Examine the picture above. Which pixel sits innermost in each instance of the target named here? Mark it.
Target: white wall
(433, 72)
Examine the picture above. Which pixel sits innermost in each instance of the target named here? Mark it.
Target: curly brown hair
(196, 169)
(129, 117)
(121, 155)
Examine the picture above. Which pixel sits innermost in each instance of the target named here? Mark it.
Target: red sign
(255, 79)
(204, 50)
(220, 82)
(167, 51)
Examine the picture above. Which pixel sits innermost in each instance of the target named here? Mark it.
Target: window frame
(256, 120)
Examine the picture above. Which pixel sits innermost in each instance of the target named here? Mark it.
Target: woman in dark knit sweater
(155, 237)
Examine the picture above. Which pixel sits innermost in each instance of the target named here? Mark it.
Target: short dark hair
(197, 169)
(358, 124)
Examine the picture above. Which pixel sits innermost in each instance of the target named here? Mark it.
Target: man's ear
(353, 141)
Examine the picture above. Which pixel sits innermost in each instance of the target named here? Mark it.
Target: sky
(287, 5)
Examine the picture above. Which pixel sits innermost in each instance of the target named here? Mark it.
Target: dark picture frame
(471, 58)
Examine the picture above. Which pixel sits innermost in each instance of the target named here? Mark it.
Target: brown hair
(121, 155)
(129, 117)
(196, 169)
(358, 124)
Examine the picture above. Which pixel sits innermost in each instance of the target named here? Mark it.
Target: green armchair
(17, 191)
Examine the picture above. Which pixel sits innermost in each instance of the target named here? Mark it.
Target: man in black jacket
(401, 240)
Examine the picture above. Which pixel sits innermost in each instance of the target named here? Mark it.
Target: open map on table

### EXERCISE GOAL
Copy the entire listing above, line for line, exactly.

### WRITTEN RESPONSE
Examine the picture above. Which pixel sits innermost in each instance of the target named here? Mark it.
Target: white wall
(433, 72)
Examine the picture above. Which pixel sits innermost in each instance of the target named here? Mark it.
Target: curly brown hair
(196, 169)
(129, 117)
(121, 155)
Examine the picture above. Which pixel sits innermost in each instance of the target named here? Mark it.
Target: red sign
(255, 79)
(204, 50)
(220, 82)
(167, 51)
Examine the picture above. Which pixel sits innermost in each instance of the target named here? Mark it.
Target: window frame
(256, 120)
Examine the picture above. Which pixel sits innermost in each instance of the target named here? Mark it.
Target: woman in dark knit sweater
(155, 237)
Examine the picture above. Which pixel sits innermost in each instance of the target named here? Mark it.
Target: short dark hair
(197, 169)
(358, 124)
Examine the picture above. Which pixel sits innermost in each instance of the target named here? Mark it.
Target: man's ear
(353, 141)
Examine the picture above. Which pixel sits innermost in each instance of the target named here? Mark it.
Target: sky
(287, 5)
Examine the picture above. Which pixel sits innermost in each instance of the target named here? Mark it.
Target: dark picture frame
(471, 58)
Examine the picture above. Which pixel sits innermost in each instance of the target named here? Mark it.
Target: brown hair
(121, 155)
(129, 117)
(196, 169)
(358, 124)
Examine the picture above. Which pixel sits innermost in each instance of the target named here? Mark it.
Target: green armchair
(17, 191)
Examine the picture above. Which pixel sits innermost in each instance of the target named here? Mark it.
Target: man in black jacket
(401, 240)
Examine the picture above. Which pixel sits innermost in each instance of the target named here? Mark it.
Target: open map on table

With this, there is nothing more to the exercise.